Report every line of the listing below that contains the word "bowl", copying each one in full.

## START SOURCE DATA

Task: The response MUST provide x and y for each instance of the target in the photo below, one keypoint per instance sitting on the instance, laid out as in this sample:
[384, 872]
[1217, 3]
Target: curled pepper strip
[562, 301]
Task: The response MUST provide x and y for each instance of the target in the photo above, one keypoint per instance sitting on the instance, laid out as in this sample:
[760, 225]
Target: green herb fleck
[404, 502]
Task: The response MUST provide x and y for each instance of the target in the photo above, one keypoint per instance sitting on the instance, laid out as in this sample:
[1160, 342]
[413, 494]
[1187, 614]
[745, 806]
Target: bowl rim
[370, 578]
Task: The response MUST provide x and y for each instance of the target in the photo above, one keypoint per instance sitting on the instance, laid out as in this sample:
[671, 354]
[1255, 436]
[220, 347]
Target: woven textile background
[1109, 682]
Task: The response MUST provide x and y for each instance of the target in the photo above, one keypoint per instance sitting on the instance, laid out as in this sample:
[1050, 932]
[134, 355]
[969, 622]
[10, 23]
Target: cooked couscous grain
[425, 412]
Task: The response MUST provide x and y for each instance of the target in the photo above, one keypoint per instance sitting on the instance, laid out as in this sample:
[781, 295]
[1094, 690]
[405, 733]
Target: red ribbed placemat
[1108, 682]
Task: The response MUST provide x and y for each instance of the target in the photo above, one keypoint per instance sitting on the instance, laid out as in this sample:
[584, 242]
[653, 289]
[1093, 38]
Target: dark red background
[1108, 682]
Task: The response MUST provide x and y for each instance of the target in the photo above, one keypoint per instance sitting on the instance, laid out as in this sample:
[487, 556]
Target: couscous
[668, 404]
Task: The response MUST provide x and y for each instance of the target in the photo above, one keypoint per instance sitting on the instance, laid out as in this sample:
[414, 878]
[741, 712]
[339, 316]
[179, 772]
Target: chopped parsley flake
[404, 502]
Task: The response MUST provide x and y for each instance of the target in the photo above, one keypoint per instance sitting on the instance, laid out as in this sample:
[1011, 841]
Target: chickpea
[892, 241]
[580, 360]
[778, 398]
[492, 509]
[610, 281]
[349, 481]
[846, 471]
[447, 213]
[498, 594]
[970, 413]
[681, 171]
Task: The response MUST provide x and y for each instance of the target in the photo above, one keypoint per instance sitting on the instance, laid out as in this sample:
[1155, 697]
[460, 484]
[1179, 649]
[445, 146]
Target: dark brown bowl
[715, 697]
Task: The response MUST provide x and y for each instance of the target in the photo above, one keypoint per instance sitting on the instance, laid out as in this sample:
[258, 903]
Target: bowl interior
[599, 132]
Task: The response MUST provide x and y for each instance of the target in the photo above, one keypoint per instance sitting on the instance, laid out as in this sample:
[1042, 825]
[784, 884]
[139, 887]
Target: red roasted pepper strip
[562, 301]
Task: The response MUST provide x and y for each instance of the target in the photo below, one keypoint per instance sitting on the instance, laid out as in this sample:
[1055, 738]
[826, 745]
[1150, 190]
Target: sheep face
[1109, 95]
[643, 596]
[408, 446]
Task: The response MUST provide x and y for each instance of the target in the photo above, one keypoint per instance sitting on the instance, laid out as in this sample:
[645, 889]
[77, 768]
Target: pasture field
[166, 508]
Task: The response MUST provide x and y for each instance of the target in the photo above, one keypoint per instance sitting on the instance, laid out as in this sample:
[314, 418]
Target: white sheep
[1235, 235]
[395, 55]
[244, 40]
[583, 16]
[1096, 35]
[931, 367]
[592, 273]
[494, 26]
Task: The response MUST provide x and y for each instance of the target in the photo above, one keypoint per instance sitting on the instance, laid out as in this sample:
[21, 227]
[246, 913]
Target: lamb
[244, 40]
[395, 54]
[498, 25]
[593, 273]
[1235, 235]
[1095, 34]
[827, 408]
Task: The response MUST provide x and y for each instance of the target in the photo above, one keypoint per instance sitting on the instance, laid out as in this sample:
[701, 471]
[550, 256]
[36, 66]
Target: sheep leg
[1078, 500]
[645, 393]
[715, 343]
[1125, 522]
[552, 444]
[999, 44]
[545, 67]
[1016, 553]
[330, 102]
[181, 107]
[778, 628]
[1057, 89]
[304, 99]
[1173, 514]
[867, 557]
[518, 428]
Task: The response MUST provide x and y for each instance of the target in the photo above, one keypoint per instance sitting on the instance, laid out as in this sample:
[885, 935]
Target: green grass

## END SOURCE DATA

■ FULL OUTPUT:
Target: bowl rim
Target: dark brown bowl
Target: bowl interior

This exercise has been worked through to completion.